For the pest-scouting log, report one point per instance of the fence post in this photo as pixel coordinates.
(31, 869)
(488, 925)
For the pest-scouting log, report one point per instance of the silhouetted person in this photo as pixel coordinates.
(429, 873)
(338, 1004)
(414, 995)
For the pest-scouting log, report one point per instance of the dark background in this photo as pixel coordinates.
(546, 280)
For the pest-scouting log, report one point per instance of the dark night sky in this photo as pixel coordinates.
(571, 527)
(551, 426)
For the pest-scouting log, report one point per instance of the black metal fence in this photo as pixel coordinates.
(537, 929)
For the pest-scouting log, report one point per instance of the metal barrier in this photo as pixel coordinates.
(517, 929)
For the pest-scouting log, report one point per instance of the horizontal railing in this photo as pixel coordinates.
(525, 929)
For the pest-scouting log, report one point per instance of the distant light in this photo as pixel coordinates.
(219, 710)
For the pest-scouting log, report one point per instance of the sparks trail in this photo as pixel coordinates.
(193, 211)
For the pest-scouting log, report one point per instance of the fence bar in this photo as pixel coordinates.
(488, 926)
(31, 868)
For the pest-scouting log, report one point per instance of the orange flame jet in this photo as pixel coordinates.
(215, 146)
★ ★ ★ ★ ★ ★ ★
TASK STATEMENT: Please rewrite the records starting at the line that contains "railing in this photo as pixel coordinates." and ending at the last of the records, changing "pest-scouting log" to "field survey log" and leaving everything else as it is.

SOLUTION TO THE PROBLEM:
For the field survey log, report one point per instance of the horizontal railing in this photo as pixel coordinates.
(525, 929)
For the field survey log, report one point per instance of the distant light in this photo as pixel coordinates.
(219, 710)
For the field survey log, report one point per instance of the sparks trail in this photo as pixel coordinates.
(193, 211)
For the field survey log, report one point per instance of the fence bar in this photo as pixel coordinates.
(488, 926)
(31, 868)
For the field survey log, report one point per instance of the orange flame jet in this photo as pixel coordinates.
(215, 146)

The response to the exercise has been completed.